_Aim:_
Write out the passage of the essay on the 2016 election from "As we approached" up to and including "States’ political stage.", word for word.

As we approached the November 2016 presidential election, I witnessed a temporary change in that role. This time, it was my American colleagues who were clinging to the news, talking about despotism, sexism, xenophobia and nepotism -- not “over there” but on the United States’ political stage.

Being in a department of sociology, of course, such aspects of American life are often discussed. But this time, my colleagues claimed, was different. As the dread of Trump’s victory in the election became more present, silence overpowered those fearful whispers, and after the election, a trauma discourse surfaced. The university president, international student services administrators and colleagues sent out emails that offered support for the traumatizing experience of Trump’s victory. While the campaign had been trying, they said, and the result of the election was alarming, university leaders were here to protect “our” values of multiculturalism and diversity.

For the first time, it was not me who was held accountable for being a member of “that” culture. I did not have to worry about apologizing for terrorist attacks. Nobody asked me how I felt about fundamentalism. Yet all that was not a relief. I knew from the presidential campaign speeches that I remained a target. In academic circles and across news media outlets, however, what surprised me was the talk of trauma and shock -- two realities that are well linked in my own experience, but I did not find them meaningful or applicable to this context.

To me, President Trump seemed simply the next U.S. politician in a line of many powerful Western figures who caused massive death and destruction, and thus postelection trauma discourse did not resonate with my trauma. I was born one week before Saddam Hussein attacked Iran, beginning the Iran-Iraq war that shaped the first eight years of my life. Some memories are sharper than others: the sounds of air-raid sirens; blackouts, followed by weeping parents and children; peers that never returned to my classroom; maimed or dead bodies of soldiers and civilians; and dehumanizing anti-Arab propaganda on Iranian TV.

Another memory is firmly planted in my mind. Saddam Hussein, the Iraqi leader, shook hands with Donald Rumsfeld, U.S. secretary of defense in the George W. Bush administration. I remember Saddam’s support from regional “despotic” allies, as well as Western “democracies” -- France, Germany, England, the United States, Argentina and Canada. Based on those memories, Trump’s election was no surprise, and talk of trauma did not make sense to me.

_Entries from a point annotation set:_
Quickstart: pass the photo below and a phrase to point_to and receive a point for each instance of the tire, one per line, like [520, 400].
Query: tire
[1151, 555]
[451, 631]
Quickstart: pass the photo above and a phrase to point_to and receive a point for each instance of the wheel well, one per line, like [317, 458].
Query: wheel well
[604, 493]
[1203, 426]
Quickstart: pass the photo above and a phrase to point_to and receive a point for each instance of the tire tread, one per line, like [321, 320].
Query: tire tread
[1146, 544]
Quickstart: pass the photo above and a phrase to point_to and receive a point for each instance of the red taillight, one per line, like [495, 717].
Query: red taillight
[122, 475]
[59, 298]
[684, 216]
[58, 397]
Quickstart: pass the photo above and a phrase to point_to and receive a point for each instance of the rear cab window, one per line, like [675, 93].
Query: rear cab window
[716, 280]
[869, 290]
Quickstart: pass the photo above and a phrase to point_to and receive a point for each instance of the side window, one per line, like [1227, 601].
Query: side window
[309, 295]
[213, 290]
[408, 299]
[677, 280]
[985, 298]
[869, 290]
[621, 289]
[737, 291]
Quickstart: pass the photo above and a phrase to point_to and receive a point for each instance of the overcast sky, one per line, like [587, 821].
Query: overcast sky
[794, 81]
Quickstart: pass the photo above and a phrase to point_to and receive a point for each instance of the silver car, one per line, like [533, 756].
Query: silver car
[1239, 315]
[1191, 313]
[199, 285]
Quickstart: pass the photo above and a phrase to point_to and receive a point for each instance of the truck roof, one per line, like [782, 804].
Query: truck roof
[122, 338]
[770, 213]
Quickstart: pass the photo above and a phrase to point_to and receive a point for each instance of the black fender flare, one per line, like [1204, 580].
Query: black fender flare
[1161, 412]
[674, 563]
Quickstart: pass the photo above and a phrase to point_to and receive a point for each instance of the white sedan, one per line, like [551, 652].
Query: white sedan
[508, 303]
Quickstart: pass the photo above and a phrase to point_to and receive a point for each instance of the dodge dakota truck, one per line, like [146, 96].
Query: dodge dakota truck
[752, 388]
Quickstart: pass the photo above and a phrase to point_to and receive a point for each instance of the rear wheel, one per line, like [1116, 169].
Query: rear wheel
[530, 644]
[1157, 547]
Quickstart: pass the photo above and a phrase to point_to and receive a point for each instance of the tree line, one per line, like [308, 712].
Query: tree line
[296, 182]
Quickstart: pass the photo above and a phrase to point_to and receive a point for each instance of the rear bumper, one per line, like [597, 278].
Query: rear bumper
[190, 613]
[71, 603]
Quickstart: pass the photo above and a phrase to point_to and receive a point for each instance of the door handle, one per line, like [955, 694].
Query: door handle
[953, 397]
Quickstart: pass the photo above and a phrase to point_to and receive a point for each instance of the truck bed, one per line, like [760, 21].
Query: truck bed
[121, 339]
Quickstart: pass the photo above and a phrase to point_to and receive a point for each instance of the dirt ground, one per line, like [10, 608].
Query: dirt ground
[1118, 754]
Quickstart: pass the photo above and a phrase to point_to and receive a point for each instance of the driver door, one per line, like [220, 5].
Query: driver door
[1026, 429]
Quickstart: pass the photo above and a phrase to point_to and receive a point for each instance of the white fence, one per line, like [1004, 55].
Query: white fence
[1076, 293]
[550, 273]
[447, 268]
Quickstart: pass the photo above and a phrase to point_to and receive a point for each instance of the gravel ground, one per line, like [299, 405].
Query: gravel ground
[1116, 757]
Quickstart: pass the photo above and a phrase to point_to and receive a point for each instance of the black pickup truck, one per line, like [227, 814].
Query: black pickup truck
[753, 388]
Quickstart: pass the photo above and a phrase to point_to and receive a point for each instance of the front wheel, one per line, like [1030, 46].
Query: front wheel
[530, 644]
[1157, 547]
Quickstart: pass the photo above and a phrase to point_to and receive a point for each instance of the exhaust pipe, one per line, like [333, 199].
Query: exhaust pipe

_Result for this exercise:_
As we approached the November 2016 presidential election, I witnessed a temporary change in that role. This time, it was my American colleagues who were clinging to the news, talking about despotism, sexism, xenophobia and nepotism -- not “over there” but on the United States’ political stage.